::: EXTRAIT DU DOCUMENT :::

Le personnage de cette petite BD a un problème moral:

'Je me sens tout bizarre au sujet de cette expérience scientifique. Les participants pensent qu'ils me donnent des chocs électriques et quand ils se rendent compte qu'il n'y a pas d'électricité et que je suis un acteur ils on l'air si soulagés!'

'Mais sans doute qu'ils se détestent après coup, sachant qu'ils sont le genre de personne qui donnerait des chocs électriques à quelqu'un juste parce qu'un type en blouse blanche leur a dit de le faire.'

'Est-ce éthique de continuer? Avons-nous le droit de faire cela?'


Et une autre voix de rétorquer: 'Continuez l'expérience'.

::: ENTRÉES FOURNIES :::

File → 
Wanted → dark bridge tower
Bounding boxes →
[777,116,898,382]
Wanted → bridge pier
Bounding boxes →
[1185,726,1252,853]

:::

» VOS TÂCHES
a) Reproduisez le passage de l'extrait du document commençant à « Le personnage de » et se terminant à « rétorquer: 'Continuez l'expérience'. ».
b) Répondez brièvement d'après l'extrait du document :
(i) Que les participants croient-ils donner au personnage ?
(ii) Selon le personnage, qui a dit aux participants de le faire ?
(iii) Que rétorque l'autre voix à la fin ?

» CORRIGÉ DES TÂCHES
a)
Le personnage de cette petite BD a un problème moral:

'Je me sens tout bizarre au sujet de cette expérience scientifique. Les participants pensent qu'ils me donnent des chocs électriques et quand ils se rendent compte qu'il n'y a pas d'électricité et que je suis un acteur ils on l'air si soulagés!'

'Mais sans doute qu'ils se détestent après coup, sachant qu'ils sont le genre de personne qui donnerait des chocs électriques à quelqu'un juste parce qu'un type en blouse blanche leur a dit de le faire.'

'Est-ce éthique de continuer? Avons-nous le droit de faire cela?'


Et une autre voix de rétorquer: 'Continuez l'expérience'.

b)
(i) Des chocs électriques.
(ii) Un type en blouse blanche.
(iii) « Continuez l'expérience ».